Consignas:
1/ Transcribe sin cambios el fragmento del texto sobre Philip y los otros que comienza con las palabras que contienen "En Philip y" y termina con "un motivo romántico.".
2/ Indica si cada afirmación concuerda con el texto sobre Philip y los otros. Responde sí o no y cita textualmente las palabras que lo deciden.
(a) En Philip y los otros, el narrador se comporta de forma irónica.
(b) La expresión «duplicidad de todo ser» se atribuye a E. T. A. Hoffmann.
(c) Philip se enamora de una mujer a la que ha tratado en persona.
3/ Según el texto sobre Philip y los otros, ¿a través de los relatos de quién conoce Philip a la muchacha china?

Texto fuente:
######

En Philip y los otros, el narrador no se comporta todavía de forma irónica sino melancólica en la interacción de encontrar e inventar. Él desea que la magia esté realmente en las cosas y en las personas y no sólo atribuida a ellas. Que la realidad detrás de la realidad tal vez solamente existe en nuestra imaginación es para él un dato decepcionante. Los románticos han interpretado esta tensión entre realidad e imaginación como la «duplicidad de todo ser», en expresión de E. T. A. Hoffmann, quien a menudo presenta figuras que no son totalmente compactas y por ello se escapan a lo imaginario. Con frecuencia les sucede, como al Philip de Nooteboom, enamorarse de una mujer de la que han oído hablar o cuyo retrato han visto. La manera en que Philip conoce a la muchacha china, a través de los relatos del monje fugado Maventer, para luego buscarla en la realidad, es un motivo romántico.

######

Datos almacenados:
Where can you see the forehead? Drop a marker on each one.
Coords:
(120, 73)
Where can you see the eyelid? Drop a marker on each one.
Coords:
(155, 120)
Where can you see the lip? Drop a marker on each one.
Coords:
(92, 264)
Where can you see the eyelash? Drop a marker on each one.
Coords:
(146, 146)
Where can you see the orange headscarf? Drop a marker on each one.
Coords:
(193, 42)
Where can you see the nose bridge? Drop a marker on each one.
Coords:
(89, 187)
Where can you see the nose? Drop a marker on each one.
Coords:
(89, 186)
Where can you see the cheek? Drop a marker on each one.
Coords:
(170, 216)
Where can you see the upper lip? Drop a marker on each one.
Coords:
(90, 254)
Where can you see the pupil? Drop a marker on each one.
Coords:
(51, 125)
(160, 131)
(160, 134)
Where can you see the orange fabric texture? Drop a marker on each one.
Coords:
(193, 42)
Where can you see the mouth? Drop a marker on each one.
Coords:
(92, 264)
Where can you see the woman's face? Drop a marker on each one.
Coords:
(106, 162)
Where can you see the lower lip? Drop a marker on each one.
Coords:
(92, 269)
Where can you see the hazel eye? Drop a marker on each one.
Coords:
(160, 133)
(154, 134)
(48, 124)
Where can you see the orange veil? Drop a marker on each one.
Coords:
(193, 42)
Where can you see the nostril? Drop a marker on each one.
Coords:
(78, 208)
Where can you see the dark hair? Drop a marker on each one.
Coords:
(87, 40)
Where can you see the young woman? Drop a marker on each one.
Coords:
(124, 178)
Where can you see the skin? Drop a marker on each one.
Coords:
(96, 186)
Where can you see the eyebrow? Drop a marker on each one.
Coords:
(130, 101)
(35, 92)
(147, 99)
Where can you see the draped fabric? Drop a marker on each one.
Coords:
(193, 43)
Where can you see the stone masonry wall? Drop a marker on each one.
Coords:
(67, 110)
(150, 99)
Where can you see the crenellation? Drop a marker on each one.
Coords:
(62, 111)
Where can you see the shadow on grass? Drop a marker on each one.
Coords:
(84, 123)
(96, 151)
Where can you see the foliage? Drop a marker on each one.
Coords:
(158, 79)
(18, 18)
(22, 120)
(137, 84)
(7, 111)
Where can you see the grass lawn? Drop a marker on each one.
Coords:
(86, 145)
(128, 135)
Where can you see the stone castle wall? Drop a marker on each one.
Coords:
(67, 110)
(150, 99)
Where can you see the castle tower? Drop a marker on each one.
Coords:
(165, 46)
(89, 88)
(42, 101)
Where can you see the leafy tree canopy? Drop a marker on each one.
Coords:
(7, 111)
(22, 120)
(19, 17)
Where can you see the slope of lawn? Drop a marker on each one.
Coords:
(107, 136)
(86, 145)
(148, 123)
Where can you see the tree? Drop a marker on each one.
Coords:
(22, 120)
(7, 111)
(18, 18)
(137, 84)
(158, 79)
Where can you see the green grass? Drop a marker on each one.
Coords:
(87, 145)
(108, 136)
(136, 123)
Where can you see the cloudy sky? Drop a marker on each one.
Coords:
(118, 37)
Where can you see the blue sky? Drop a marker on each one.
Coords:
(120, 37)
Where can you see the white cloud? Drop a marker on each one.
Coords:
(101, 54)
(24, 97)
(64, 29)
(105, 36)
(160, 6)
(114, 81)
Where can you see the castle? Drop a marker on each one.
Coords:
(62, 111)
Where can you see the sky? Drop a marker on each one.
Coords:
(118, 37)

######

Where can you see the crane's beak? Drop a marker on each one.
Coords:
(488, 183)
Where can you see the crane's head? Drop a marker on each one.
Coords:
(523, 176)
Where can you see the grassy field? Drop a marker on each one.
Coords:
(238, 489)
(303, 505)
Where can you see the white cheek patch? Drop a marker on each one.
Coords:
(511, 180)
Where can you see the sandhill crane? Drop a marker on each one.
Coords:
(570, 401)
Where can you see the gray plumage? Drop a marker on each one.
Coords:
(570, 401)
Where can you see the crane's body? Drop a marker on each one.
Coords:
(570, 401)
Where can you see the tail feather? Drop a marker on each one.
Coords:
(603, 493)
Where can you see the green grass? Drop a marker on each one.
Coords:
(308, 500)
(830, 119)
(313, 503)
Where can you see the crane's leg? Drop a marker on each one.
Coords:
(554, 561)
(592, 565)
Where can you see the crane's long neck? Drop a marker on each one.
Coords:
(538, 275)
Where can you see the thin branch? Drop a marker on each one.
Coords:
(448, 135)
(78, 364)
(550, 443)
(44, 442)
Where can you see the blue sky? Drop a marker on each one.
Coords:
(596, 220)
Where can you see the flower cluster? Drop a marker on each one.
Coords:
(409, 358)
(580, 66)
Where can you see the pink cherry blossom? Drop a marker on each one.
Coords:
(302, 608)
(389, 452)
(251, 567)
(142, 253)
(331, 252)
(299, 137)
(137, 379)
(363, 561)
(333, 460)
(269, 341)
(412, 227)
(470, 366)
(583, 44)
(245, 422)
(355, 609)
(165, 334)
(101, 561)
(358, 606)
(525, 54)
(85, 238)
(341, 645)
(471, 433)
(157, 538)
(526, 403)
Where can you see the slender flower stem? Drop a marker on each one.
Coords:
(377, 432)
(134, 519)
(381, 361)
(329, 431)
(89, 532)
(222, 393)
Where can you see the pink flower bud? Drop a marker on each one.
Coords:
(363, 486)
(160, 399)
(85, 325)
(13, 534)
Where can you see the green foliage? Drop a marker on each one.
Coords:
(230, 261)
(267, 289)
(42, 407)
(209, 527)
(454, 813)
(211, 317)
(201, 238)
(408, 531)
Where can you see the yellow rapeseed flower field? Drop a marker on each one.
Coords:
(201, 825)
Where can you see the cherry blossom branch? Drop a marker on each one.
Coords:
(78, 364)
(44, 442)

######

Resultados por consigna:
1/
En Philip y los otros, el narrador no se comporta todavía de forma irónica sino melancólica en la interacción de encontrar e inventar. Él desea que la magia esté realmente en las cosas y en las personas y no sólo atribuida a ellas. Que la realidad detrás de la realidad tal vez solamente existe en nuestra imaginación es para él un dato decepcionante. Los románticos han interpretado esta tensión entre realidad e imaginación como la «duplicidad de todo ser», en expresión de E. T. A. Hoffmann, quien a menudo presenta figuras que no son totalmente compactas y por ello se escapan a lo imaginario. Con frecuencia les sucede, como al Philip de Nooteboom, enamorarse de una mujer de la que han oído hablar o cuyo retrato han visto. La manera en que Philip conoce a la muchacha china, a través de los relatos del monje fugado Maventer, para luego buscarla en la realidad, es un motivo romántico.

2/
(a) No: «el narrador no se comporta todavía de forma irónica sino melancólica».
(b) Sí: «la «duplicidad de todo ser», en expresión de E. T. A. Hoffmann».
(c) No: «enamorarse de una mujer de la que han oído hablar o cuyo retrato han visto».

3/ A través de los relatos del monje fugado Maventer.